Please repeat the lines below exactly. Begin with the line containing "Target: white tablet" and go on through the line containing "Target: woman's lips".

[Records drawn from a dataset]
····················
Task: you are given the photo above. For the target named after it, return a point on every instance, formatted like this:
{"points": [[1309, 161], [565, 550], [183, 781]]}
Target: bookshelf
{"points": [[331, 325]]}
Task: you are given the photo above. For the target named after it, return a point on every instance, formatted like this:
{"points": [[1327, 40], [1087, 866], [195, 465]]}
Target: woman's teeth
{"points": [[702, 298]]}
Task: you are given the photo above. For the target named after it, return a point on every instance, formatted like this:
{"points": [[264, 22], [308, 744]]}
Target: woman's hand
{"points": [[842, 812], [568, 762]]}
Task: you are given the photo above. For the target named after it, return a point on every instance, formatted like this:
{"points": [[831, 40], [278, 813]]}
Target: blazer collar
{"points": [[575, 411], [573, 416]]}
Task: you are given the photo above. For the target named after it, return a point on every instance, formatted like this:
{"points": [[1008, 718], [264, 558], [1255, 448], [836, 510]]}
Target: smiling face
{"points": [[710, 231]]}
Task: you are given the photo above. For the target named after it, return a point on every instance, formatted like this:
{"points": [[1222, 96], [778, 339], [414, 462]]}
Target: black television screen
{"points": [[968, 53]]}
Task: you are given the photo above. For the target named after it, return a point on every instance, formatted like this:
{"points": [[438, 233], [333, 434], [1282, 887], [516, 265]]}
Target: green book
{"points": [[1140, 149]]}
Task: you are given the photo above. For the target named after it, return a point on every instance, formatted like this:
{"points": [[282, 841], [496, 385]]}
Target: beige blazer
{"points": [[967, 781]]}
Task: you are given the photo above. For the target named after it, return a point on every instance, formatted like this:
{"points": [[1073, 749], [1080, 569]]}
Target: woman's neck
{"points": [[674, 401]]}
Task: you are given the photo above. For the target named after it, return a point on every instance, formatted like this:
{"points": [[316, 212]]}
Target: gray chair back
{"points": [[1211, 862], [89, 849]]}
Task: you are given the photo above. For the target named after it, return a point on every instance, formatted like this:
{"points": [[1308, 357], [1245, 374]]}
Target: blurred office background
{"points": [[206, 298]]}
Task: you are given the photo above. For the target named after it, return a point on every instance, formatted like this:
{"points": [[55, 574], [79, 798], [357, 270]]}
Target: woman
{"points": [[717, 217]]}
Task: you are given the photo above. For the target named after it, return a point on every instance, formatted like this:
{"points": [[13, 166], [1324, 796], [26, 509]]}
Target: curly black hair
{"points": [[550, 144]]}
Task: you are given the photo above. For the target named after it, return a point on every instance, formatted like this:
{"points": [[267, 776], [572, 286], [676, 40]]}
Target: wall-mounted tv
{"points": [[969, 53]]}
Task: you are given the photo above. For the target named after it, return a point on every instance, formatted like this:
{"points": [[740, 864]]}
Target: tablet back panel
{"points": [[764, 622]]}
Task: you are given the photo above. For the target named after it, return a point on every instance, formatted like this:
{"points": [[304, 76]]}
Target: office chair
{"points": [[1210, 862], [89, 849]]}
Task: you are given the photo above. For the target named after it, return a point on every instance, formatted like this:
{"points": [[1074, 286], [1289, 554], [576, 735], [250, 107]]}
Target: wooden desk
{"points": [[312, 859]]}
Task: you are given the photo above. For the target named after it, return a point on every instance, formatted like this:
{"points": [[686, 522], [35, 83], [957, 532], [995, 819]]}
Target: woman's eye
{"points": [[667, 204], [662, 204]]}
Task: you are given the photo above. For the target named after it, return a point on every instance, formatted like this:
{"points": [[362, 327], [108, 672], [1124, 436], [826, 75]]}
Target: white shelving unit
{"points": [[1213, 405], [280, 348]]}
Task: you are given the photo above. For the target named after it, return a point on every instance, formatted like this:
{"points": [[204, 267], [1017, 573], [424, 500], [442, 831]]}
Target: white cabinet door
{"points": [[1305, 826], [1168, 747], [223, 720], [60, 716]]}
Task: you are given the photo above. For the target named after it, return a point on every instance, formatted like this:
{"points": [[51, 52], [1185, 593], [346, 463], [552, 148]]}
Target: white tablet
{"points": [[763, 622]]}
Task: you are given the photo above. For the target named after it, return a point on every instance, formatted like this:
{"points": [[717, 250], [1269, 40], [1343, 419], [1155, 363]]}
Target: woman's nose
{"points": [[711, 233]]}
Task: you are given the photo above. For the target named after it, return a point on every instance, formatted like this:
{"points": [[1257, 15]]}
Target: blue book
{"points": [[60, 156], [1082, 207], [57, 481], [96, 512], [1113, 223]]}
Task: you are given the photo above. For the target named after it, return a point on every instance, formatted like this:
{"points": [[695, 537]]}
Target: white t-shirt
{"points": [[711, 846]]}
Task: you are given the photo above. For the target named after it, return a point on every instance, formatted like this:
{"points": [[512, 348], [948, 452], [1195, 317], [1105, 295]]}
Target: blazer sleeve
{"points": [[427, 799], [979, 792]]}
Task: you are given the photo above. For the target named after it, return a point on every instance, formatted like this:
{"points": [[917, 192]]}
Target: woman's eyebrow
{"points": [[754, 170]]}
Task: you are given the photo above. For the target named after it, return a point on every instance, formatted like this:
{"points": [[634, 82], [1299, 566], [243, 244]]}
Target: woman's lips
····················
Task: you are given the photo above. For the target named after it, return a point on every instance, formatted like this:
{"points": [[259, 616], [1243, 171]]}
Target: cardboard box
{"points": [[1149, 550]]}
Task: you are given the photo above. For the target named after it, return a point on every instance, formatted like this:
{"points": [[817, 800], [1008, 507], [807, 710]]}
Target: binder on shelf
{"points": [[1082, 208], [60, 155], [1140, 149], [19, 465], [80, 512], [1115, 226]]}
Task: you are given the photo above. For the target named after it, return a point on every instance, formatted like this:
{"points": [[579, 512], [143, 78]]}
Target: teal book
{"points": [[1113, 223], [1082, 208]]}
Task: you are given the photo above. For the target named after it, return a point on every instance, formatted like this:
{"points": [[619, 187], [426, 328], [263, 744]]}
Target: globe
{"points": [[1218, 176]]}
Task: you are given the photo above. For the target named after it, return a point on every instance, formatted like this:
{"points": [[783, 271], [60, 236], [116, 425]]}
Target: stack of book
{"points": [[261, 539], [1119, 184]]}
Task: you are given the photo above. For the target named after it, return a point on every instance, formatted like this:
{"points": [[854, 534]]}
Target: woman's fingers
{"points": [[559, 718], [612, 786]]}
····················
• Answer to this problem
Target: white tablet
{"points": [[763, 622]]}
Task: you are given the photo above. For the target named after it, return a point on every instance, formatted like this:
{"points": [[717, 250], [1269, 40], [1343, 419], [1155, 363]]}
Target: woman's nose
{"points": [[711, 233]]}
Task: you are given the photo above. For the target named after it, return a point on every instance, formatted like this:
{"points": [[1257, 15]]}
Target: blue book
{"points": [[60, 156], [1082, 207], [57, 481], [96, 512], [1113, 223]]}
Task: you are given the photo above. For the target named after it, return a point on every instance, formatted like this:
{"points": [[695, 537]]}
Target: white t-shirt
{"points": [[711, 846]]}
Task: you are given the photo above. For the target named after it, return a point on every instance, formatted like this:
{"points": [[512, 348], [948, 452], [1195, 317], [1105, 295]]}
Target: blazer sleeve
{"points": [[427, 799], [979, 792]]}
Task: you are given the photo above. For the target named after it, return a point on every instance, formatted like this:
{"points": [[917, 192]]}
Target: woman's eyebrow
{"points": [[754, 170]]}
Task: you are given the photo above. For the target named after it, return a point on every instance, formatted like this:
{"points": [[634, 82], [1299, 566], [243, 244]]}
Target: woman's lips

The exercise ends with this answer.